INPUT MATERIAL:
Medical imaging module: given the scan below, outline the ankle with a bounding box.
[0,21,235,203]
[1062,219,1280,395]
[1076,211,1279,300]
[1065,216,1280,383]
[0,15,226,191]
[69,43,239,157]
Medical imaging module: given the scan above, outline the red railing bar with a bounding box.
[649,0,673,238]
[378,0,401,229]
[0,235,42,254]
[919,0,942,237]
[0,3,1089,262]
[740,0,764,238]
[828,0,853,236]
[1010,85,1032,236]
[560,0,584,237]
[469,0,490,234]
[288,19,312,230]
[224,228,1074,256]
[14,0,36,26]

YOUR ASSIGNMENT: Please repeat the listing above in full and exactly.

WORKED SOLUTION:
Medical imaging module: given the scan below, outline the ankle with a bounding box.
[0,21,235,203]
[1062,219,1280,395]
[1076,211,1279,300]
[1065,216,1280,383]
[0,15,226,191]
[69,43,239,157]
Medical imaging module: given the scan above, outline the red railing bar with a bounding box.
[649,0,673,238]
[378,0,401,229]
[0,235,42,254]
[919,0,942,237]
[0,3,1089,262]
[740,0,764,238]
[828,0,853,236]
[1010,85,1032,236]
[560,0,584,237]
[469,0,490,234]
[288,19,312,230]
[224,228,1074,256]
[14,0,36,26]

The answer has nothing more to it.